▶ [GIVEN TEXT]

▼

“In the 10 years I have been a forester, I don’t remember fires like this. It’s something really unusual,” admits Nurit Hibsher, head of forestry for the central region at the Keren Kayameth LeIsrael-Jewish National Fund (KKL-JNF).
Hibsher was standing in Sataf Forest, west of Jerusalem less than a week after one of the largest wildfires in Israel’s history ripped through the area, destroying 6,200 acres of woodlands in the Judean Hills.
It took some 1,500 firefighters working for 52 hours to finally put out the blazes, which are reported to have been set deliberately in three different locations.
Sataf is usually an idyllic site with springs and ponds, picnic and play areas, hiking and cycling trails. Pine, cypress, eucalyptus, oak, pistachio, carob and other vegetation grow here, along with grapevines, olive and fig trees planted on agricultural terraces first built 1,000 years ago.
But today, the scene is painful. Smoke lingers in the air, waiting to be washed away by winter rains that are still some way off. Half-green, half-brown trees and shrubs stand in silent testimony to the unpredictable path of the wind-whipped flames and the bravery of those who battled them.
“I was not here during the fires; I wanted to let the firefighters do their job,” says Hibsher, whose job is to control the growth, composition, health and quality of KKL-JNF forests in the central region, including Sataf.

▲

▶ [DATASET EXTRACT]
▼

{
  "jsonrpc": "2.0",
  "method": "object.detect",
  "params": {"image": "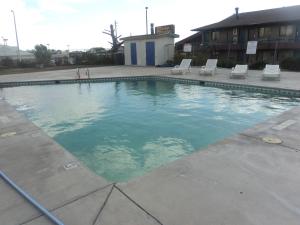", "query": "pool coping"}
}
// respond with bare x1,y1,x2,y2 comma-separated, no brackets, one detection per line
0,75,300,97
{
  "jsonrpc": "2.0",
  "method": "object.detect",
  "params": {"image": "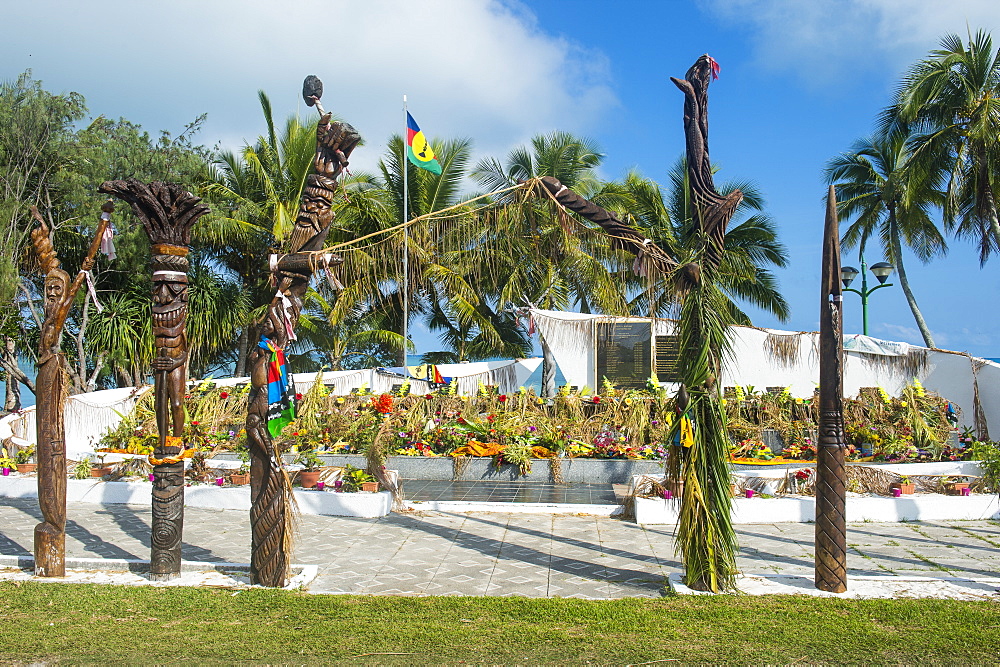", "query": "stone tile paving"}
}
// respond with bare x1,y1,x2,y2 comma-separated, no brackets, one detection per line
0,499,1000,599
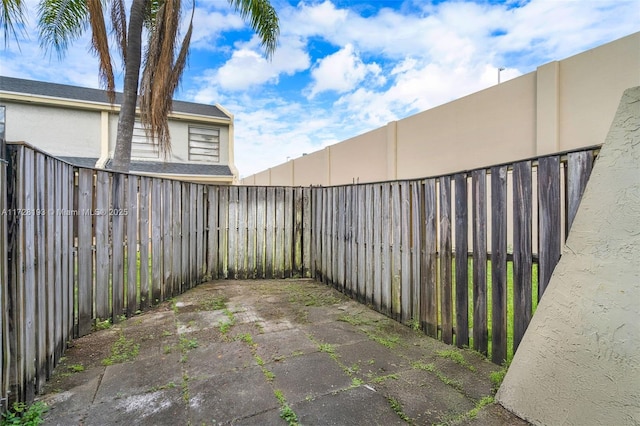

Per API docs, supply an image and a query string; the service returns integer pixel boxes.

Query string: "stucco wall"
[0,100,100,158]
[293,147,330,186]
[108,113,229,165]
[243,33,640,185]
[496,87,640,425]
[326,127,387,185]
[270,161,293,186]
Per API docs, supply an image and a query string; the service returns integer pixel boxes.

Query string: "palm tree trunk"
[112,0,145,172]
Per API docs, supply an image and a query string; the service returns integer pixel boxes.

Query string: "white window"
[131,120,160,158]
[189,126,220,163]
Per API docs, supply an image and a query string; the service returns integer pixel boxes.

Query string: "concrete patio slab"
[40,279,526,426]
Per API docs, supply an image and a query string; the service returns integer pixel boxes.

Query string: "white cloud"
[309,44,384,98]
[201,37,310,91]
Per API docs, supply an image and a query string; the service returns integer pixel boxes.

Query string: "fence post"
[0,105,9,413]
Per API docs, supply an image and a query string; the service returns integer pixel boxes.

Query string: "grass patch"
[318,343,336,355]
[387,397,413,424]
[273,389,300,426]
[371,373,400,383]
[365,331,400,349]
[0,401,48,426]
[200,296,227,311]
[67,364,84,373]
[489,361,511,394]
[93,318,112,331]
[219,308,236,335]
[351,377,364,388]
[411,362,462,390]
[181,373,191,405]
[284,285,341,306]
[147,382,176,393]
[436,349,476,371]
[102,331,140,366]
[338,314,372,327]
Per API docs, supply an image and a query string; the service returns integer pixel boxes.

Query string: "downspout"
[216,104,240,185]
[95,111,110,169]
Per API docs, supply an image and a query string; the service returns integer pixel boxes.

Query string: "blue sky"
[0,0,640,176]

▲

▶ [WORK TO DO]
[1] According to the article on the Sataf Forest wildfire, how many firefighters worked to put out the blazes, and for how long?
[2] Resume the article on the Sataf Forest wildfire, picking up right after its final sentence.

▶ [ANSWER SET]
[1] Some 1,500 firefighters worked for 52 hours.

[2]
“Now, a few days later, to look at the damage is really hard. I know how much effort we invested here in Sataf for the past 40 years, and in other areas much longer.”
A growing problem
These days, sights like this are becoming frighteningly common around the world. Like Hibsher, there are probably foresters all over the world out examining devastated hillsides.
Huge forest fires in California, Turkey, Australia, Morocco, Canada, Greece and even Siberia dominate the news as hotter, drier temperatures turn living trees into kindling.
In Israel the increasing number of fires every year, and their growing ferocity, have raised questions about the country’s long history of tree planting.
When KKL-JNF began reforesting Israel in 1901, pines were chosen for their rapid growth. But they proved highly flammable, and now the organization favors broadleaved trees and conifers such as cypress.
Hibsher, who was Israel’s first female forester, says the blaze in Sataf blew in from an old natural (not planted) Aleppo pine stand around Beit Meir, a village some eight miles to the west.
“It traveled along the wadi very fast, like a firestorm, and then climbed the mountains. When fire runs that fast you cannot manage it. You have to wait until it gets to a hilly area where it slows and then you can stop it,” Hibsher tells ISRAEL21c.
Hibsher kneels to inspect an Atlantic pistachio striped into thirds by the blaze: green leaves, brown leaves and bare branches.
“This will regenerate from the base of the trunk. In a month or two we’ll see new shoots, even before the rains,” she says optimistically.
Aleppo pines also regenerate, explains Hibsher. “They burn very easily. Their pinecones, however, open up in the extreme heat of the fire and spread seeds. So this will be the next generation.”
Climate change and fires
In previous decades when fires were few and far between, this meant forests had time to regrow before the next blaze. The old Aleppo pine stand that burned in this fire, was regenerated from a powerful fire in the Jerusalem hills in 1995.
“The problem is, with climate change the period between fires is getting shorter,” explains Hibsher, and this is her greatest concern.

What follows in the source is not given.